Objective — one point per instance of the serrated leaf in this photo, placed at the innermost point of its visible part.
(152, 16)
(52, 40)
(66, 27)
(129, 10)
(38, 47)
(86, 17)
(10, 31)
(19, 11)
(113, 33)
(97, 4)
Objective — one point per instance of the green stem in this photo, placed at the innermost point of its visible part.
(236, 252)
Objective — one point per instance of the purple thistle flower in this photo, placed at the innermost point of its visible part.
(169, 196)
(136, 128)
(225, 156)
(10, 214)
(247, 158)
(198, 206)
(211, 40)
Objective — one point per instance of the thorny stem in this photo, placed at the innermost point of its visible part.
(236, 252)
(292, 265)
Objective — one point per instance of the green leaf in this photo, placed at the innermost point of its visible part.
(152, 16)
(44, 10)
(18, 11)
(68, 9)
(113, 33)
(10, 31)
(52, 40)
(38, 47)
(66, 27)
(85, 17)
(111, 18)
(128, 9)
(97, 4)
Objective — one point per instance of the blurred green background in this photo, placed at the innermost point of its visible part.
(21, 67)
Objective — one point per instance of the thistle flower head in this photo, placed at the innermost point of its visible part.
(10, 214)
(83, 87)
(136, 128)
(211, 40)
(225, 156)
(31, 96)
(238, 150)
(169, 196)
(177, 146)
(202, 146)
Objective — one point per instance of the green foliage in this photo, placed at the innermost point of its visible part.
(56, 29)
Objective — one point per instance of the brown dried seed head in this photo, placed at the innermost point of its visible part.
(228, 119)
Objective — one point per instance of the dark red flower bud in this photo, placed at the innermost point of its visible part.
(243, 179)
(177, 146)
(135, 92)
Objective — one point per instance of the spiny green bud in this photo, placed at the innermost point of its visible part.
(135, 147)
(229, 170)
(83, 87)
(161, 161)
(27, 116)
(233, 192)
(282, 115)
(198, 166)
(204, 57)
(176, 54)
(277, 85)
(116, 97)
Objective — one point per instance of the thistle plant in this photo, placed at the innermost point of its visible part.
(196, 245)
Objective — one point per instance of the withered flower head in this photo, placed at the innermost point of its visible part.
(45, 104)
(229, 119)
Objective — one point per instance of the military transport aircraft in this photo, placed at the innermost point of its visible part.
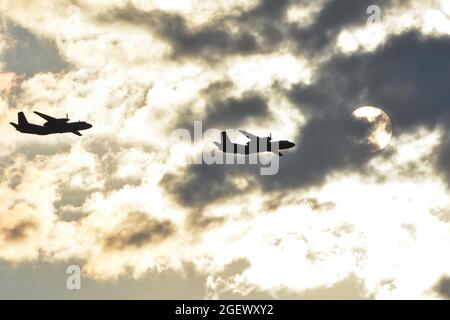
(255, 145)
(53, 125)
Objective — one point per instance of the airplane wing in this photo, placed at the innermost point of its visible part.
(248, 135)
(46, 117)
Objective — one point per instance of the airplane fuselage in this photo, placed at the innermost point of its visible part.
(255, 145)
(53, 128)
(252, 148)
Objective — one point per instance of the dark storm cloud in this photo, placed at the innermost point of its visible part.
(261, 29)
(258, 30)
(227, 113)
(443, 287)
(232, 112)
(406, 77)
(208, 42)
(19, 231)
(350, 288)
(138, 230)
(443, 154)
(29, 53)
(332, 19)
(202, 184)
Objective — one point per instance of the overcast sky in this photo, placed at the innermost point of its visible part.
(126, 203)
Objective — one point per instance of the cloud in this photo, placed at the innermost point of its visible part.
(29, 53)
(443, 287)
(123, 202)
(8, 82)
(138, 230)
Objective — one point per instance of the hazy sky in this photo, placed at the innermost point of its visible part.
(125, 202)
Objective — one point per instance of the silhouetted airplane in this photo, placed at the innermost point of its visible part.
(53, 125)
(255, 145)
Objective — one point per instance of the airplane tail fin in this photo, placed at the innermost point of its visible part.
(225, 141)
(22, 119)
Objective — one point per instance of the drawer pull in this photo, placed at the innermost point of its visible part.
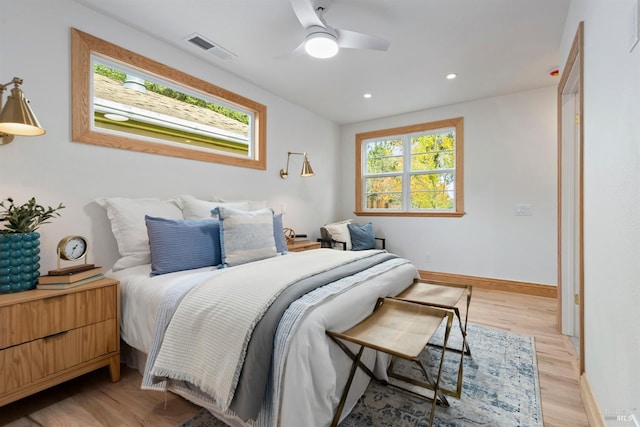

# # # #

▶ **What the task requires**: An exact transcript is required, covering the lines from the one containing "Objective — one point per instance of the cloud" through the end of the listing above, inclusive, without pictures.

▶ **Answer section**:
Objective — one point per instance of the cloud in this photo, placed at the innermost point of its visible part.
(29, 53)
(443, 287)
(123, 202)
(8, 82)
(138, 230)
Objective — one point per instance of the hazy sky in this photo, placed at the innermost point of its visible part.
(125, 202)
Objective — one point per instance of the silhouetted airplane in this photo, placed at the innermost point of its visible part.
(53, 125)
(255, 145)
Objective — one point per instance of the airplane tail fin in this photo, placed at the innermost point of its visible part.
(225, 141)
(22, 119)
Objective — one point per instance of the drawer pull in this photo, placed at the innermost point of its visible part.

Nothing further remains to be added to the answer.